-- BEGIN --

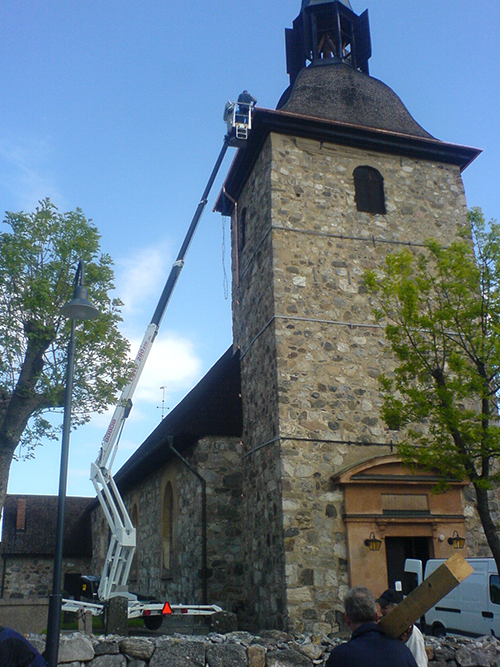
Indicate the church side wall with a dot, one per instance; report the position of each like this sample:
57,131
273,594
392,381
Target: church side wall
218,460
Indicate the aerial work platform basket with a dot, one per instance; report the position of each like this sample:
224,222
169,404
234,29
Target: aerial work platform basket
238,117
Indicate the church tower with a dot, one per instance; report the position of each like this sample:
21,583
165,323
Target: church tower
334,179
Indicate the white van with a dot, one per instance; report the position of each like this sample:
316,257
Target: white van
472,608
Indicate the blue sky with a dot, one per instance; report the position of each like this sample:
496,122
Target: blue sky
115,106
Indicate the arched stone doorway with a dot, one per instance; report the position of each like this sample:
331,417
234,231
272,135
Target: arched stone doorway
397,505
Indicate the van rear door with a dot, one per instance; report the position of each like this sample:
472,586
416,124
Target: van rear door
493,611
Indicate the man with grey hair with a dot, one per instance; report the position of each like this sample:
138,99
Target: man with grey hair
368,644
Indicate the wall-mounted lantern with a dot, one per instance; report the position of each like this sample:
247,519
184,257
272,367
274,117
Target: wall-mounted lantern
372,543
456,541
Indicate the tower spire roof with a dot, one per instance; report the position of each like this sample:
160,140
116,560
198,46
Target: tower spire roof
306,3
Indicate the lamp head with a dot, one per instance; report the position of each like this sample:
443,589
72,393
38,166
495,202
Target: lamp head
80,308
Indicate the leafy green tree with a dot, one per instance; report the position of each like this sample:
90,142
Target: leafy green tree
38,259
441,308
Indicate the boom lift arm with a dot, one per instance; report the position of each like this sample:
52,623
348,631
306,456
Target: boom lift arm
123,540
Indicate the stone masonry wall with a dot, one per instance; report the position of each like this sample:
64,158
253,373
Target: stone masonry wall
218,460
31,576
240,649
253,332
311,351
330,349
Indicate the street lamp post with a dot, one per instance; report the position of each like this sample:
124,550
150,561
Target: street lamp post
79,308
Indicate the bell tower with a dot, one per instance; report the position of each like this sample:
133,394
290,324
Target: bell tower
327,32
334,179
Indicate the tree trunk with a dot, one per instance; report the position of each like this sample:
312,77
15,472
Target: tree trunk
490,530
6,456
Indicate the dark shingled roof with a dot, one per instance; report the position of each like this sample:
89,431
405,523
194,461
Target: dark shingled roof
265,121
212,408
29,526
340,93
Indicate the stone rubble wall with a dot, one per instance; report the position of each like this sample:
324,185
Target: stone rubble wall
240,649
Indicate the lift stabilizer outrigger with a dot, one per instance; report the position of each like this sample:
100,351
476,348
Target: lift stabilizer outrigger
116,570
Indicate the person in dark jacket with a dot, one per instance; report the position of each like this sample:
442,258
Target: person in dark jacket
368,646
16,651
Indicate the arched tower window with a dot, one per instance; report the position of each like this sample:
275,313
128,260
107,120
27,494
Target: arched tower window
369,187
168,530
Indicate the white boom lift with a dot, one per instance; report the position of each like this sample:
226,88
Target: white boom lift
116,570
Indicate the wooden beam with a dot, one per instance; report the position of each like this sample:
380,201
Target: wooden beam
443,580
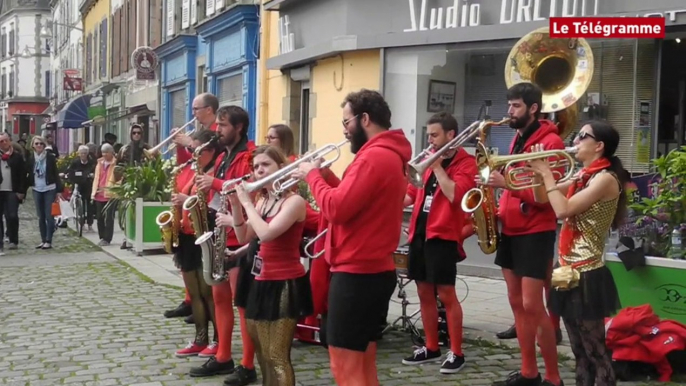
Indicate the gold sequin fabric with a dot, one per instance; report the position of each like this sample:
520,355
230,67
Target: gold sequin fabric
591,227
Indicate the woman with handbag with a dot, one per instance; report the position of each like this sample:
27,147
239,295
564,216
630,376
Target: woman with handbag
280,293
47,188
583,291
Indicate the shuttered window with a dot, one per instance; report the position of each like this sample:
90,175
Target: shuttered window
230,90
177,102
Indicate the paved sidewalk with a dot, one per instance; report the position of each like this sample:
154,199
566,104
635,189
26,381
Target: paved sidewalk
484,300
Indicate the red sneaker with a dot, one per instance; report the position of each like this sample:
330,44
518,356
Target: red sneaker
192,349
209,351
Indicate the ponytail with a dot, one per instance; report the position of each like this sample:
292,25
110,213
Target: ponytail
624,178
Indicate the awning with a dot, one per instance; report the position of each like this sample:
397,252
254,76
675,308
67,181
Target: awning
74,113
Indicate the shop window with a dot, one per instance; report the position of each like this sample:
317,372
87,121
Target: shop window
230,90
468,81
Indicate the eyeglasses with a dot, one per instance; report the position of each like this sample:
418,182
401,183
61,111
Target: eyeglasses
346,121
584,134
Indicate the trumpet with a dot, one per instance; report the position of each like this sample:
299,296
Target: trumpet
424,160
521,177
281,181
150,153
311,244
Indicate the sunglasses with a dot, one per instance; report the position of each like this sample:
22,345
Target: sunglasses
583,135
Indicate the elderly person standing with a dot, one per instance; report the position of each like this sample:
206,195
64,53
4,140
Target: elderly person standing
47,187
103,179
80,173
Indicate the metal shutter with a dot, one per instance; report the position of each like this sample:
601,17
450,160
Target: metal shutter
177,101
485,81
230,90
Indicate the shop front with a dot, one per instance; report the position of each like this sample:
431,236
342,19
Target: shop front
449,55
177,59
231,58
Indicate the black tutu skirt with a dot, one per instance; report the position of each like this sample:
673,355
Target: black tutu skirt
595,298
272,300
187,256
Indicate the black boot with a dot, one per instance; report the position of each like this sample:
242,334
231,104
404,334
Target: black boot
181,311
510,333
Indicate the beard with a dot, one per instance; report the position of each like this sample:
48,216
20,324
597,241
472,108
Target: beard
357,139
520,122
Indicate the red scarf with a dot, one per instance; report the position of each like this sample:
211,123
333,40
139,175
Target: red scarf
569,232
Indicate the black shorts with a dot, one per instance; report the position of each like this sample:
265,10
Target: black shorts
187,256
433,261
357,305
527,255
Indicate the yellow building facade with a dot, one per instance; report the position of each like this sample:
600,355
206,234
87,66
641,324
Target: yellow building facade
308,96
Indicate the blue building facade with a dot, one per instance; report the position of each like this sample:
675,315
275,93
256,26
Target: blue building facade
178,64
231,52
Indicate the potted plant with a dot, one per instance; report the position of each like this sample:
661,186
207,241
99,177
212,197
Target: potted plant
660,282
141,194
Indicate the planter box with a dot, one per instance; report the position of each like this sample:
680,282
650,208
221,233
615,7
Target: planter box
661,283
141,230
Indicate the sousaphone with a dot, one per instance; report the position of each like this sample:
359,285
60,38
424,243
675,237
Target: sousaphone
561,68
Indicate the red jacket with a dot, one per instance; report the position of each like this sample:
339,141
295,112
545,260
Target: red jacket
445,220
637,334
535,217
182,152
365,212
239,167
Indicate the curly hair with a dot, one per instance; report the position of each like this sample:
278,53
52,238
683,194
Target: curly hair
371,103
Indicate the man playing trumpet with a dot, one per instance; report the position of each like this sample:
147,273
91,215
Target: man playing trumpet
527,243
435,236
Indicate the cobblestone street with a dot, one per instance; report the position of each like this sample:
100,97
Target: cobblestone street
77,316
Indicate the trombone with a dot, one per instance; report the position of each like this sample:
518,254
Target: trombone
150,153
281,181
424,160
311,245
521,177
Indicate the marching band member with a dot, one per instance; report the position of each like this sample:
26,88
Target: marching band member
281,136
365,216
205,111
188,255
280,293
232,128
590,206
204,108
436,228
527,242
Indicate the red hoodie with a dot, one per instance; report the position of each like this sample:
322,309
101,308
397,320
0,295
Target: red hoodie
239,167
445,220
365,212
536,217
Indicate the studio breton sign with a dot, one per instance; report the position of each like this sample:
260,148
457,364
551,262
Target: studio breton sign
463,13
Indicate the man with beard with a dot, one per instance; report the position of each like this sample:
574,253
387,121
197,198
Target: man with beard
527,242
365,215
132,153
235,162
435,237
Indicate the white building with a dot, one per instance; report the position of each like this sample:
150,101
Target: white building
25,80
66,35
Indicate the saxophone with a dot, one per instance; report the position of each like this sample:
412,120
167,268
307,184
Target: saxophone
213,243
169,221
480,201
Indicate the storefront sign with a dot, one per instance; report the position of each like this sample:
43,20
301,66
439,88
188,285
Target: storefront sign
467,13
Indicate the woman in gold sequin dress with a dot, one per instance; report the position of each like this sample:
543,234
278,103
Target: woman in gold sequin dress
280,293
590,205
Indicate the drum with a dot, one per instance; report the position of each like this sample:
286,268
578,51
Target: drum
401,259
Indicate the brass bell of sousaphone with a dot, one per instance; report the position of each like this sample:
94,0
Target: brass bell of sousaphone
561,68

-- END --

STATED PROBLEM -> Repeat exactly the lines above from the line that contains "Indicate the cobblestone" through the end. Include both of these ends; leave out everything else.

RESULT FOR THIS TASK ->
Indicate the cobblestone street with a dot, one per instance; report the position of each like this sample:
100,97
Target: cobblestone street
77,316
Indicate the trombone with a dot, one per instance; report the position of each like this sample:
518,254
Target: trombone
150,153
281,181
424,160
311,245
521,177
Indicate the marching band member with a dot, one per instance; report the position of each like this sample:
26,88
Target: marching band member
281,136
365,216
205,111
188,255
280,293
232,128
590,206
204,108
436,228
527,242
Indicate the red hoodie with a dot, one per instance; report the position of each like this sample:
322,309
101,308
397,320
0,295
Target: red hoodie
239,167
445,220
365,212
536,217
Indicate the studio breton sign with a dot, one per instance; report the position of each like this sample:
260,148
457,364
551,262
Target: studio breton sign
463,13
Indicate the man with beard with a dot, one per instance; report the position of each like this sample:
574,253
387,121
197,198
Target: man with beard
527,242
365,215
132,153
235,162
435,237
Indicate the white building with a dot, one per instance; report the position of each like this sample:
150,101
Target: white building
25,80
66,35
Indicate the saxophone with a dot, one per instance; report the position of each like this sample:
412,120
167,268
307,184
Target: saxophone
213,243
169,221
480,201
Indicate the storefront sign with a dot, one per instance; report the position of each like this sample:
43,20
301,66
439,88
188,285
Target: storefront sign
467,13
Indicate the woman in gold sequin dress with a dot, one per instance; report the position of each like this sample:
543,234
278,103
Target: woman in gold sequin dress
280,293
590,205
Indicate the drum with a dot, one per instance; report the position of each like this sample:
286,268
578,51
Target: drum
401,259
Indicate the brass bell of sousaphone with a dot, one per instance; report the position of each like this sample:
94,0
Target: brass bell of sousaphone
561,68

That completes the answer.